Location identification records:
## Begin
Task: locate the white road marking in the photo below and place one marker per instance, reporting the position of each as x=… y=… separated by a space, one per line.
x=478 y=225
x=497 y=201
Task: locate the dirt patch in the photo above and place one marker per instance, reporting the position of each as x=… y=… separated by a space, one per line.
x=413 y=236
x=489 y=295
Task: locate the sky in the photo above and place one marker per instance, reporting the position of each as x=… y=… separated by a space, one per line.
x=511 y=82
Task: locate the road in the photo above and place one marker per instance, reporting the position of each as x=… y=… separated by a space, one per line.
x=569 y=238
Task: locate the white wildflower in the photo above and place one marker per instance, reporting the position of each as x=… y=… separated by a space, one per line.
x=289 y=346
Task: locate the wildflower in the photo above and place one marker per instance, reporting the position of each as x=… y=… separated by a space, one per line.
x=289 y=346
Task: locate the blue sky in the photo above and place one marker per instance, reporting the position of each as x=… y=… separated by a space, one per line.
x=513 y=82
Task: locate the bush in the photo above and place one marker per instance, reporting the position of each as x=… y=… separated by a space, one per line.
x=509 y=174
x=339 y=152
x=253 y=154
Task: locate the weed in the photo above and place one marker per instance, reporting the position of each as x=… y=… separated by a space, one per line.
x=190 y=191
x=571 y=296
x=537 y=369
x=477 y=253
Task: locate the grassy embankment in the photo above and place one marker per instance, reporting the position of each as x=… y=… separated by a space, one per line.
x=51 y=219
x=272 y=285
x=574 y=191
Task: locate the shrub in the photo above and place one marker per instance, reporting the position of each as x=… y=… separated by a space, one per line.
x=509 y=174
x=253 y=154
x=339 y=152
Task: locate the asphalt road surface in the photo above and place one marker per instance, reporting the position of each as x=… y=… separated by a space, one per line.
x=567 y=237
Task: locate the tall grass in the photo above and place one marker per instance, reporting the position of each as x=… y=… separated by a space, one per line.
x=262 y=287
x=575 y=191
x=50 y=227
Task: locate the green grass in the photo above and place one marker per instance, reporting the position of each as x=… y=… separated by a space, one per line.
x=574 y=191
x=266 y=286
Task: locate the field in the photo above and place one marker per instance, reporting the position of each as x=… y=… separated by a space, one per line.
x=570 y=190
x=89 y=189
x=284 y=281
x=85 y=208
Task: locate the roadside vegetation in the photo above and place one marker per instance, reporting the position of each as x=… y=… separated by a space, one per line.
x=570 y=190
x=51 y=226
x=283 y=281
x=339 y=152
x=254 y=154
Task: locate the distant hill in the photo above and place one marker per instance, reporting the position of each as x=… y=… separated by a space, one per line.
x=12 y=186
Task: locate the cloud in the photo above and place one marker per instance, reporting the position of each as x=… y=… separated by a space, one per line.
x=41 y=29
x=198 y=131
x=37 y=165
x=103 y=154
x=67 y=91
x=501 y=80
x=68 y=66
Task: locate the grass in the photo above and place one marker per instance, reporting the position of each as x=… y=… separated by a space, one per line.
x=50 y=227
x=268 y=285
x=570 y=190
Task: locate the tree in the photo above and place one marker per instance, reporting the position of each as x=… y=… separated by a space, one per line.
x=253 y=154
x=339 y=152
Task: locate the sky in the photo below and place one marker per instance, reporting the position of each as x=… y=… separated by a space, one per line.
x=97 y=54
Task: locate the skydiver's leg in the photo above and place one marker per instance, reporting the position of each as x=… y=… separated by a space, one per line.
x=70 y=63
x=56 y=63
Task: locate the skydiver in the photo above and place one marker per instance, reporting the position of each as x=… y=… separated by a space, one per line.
## End
» **What is being asked**: Give these lines as a JSON list of strings, one string per line, with blank lines left out.

» **Complete answer**:
[
  "Task: locate the white road marking in the photo below and place one marker per instance, reporting the position of each as x=… y=… separated by a space, one per line.",
  "x=478 y=225",
  "x=497 y=201",
  "Task: locate the dirt patch in the photo above and place one marker per instance, reporting the position of each as x=… y=… separated by a space, one per line.",
  "x=413 y=236",
  "x=489 y=295",
  "Task: locate the sky in the photo above and place one marker per instance, reporting the position of each as x=… y=… separated by a space, one per line.",
  "x=511 y=82",
  "Task: locate the road in the photo above and place one marker per instance, reporting the position of each as x=… y=… separated by a space, one per line.",
  "x=569 y=238",
  "Task: locate the white wildflower in the photo above and place one marker per instance, reporting the position of each as x=… y=… separated by a space, one per line.",
  "x=289 y=346",
  "Task: locate the wildflower in the photo above and place one marker per instance, reporting the position of each as x=… y=… separated by a space, one per line.",
  "x=289 y=346",
  "Task: locate the blue sky in the photo above and place one marker per instance, reporting the position of each as x=… y=… separated by a space, one per line.",
  "x=513 y=82",
  "Task: locate the bush in the photo above and place one marker per instance, reporting the position of each as x=… y=… separated by a space, one per line.",
  "x=509 y=174",
  "x=339 y=152",
  "x=253 y=154",
  "Task: locate the weed in the photo above and place one marker per instance, reporting the position of each as x=… y=… separated by a space, one per line.",
  "x=190 y=191",
  "x=571 y=296",
  "x=537 y=369",
  "x=477 y=253",
  "Task: locate the grassy embankment in the photo above and place one marker per instance, reporting the position of each as x=… y=… separated by a space, one per line.",
  "x=51 y=219",
  "x=272 y=285",
  "x=574 y=191",
  "Task: locate the shrub in the photo above and place one marker per instance, reporting the position of each as x=… y=… separated by a space, one per line.",
  "x=509 y=174",
  "x=253 y=154",
  "x=339 y=152",
  "Task: locate the asphalt road surface in the photo above and place one marker per instance, reporting the position of each as x=… y=… separated by a space, one per line.",
  "x=567 y=237",
  "Task: locate the tall grass in the photo above and place one marker per instance, reporting the position of each as x=… y=… separated by a space, one per line.",
  "x=262 y=287",
  "x=575 y=191",
  "x=50 y=227",
  "Task: locate the green grass in the photo above and place one marker per instance, reporting the position of each as x=… y=… separated by a space, one per line.",
  "x=574 y=191",
  "x=266 y=286",
  "Task: locate the field in the photo above and place one marker per instance, reporting the position of each as x=… y=… separated by a space, one per line.",
  "x=570 y=190",
  "x=89 y=189",
  "x=284 y=281",
  "x=85 y=208",
  "Task: locate the roadside vegetation in the photo above and place one marker per instance, reporting the position of each as x=… y=… separated by a space, one per line.",
  "x=570 y=190",
  "x=51 y=226",
  "x=283 y=281",
  "x=339 y=152",
  "x=254 y=154",
  "Task: locate the distant hill in the photo above and place one marker per instance, reporting the position of each as x=… y=… separated by a space, one per line.",
  "x=12 y=186",
  "Task: locate the cloud in the photo above and place one marker per instance, reporting the position of each as x=… y=… separated by a space, one per line.",
  "x=41 y=29",
  "x=198 y=131",
  "x=37 y=165",
  "x=103 y=154",
  "x=67 y=91",
  "x=501 y=80",
  "x=68 y=66",
  "Task: locate the grass in the photo above and place one marker per instance, reporting the position of each as x=… y=… separated by a space, one per line.",
  "x=50 y=227",
  "x=268 y=285",
  "x=570 y=190",
  "Task: locate the tree in the photo above and place one marker per instance, reporting the position of each as x=… y=… separated by a space, one per line.",
  "x=253 y=154",
  "x=339 y=152",
  "Task: locate the sky in the photo below and place one marker per instance, reporting the position of each as x=… y=… separated by a space, one per line.",
  "x=97 y=54",
  "Task: locate the skydiver's leg in the photo above and place one marker per instance, reporting the position of each as x=… y=… separated by a space, one per line.",
  "x=70 y=63",
  "x=56 y=63",
  "Task: locate the skydiver in the photo above and place one marker per instance, reporting the position of each as x=… y=… separated by a space, one per line."
]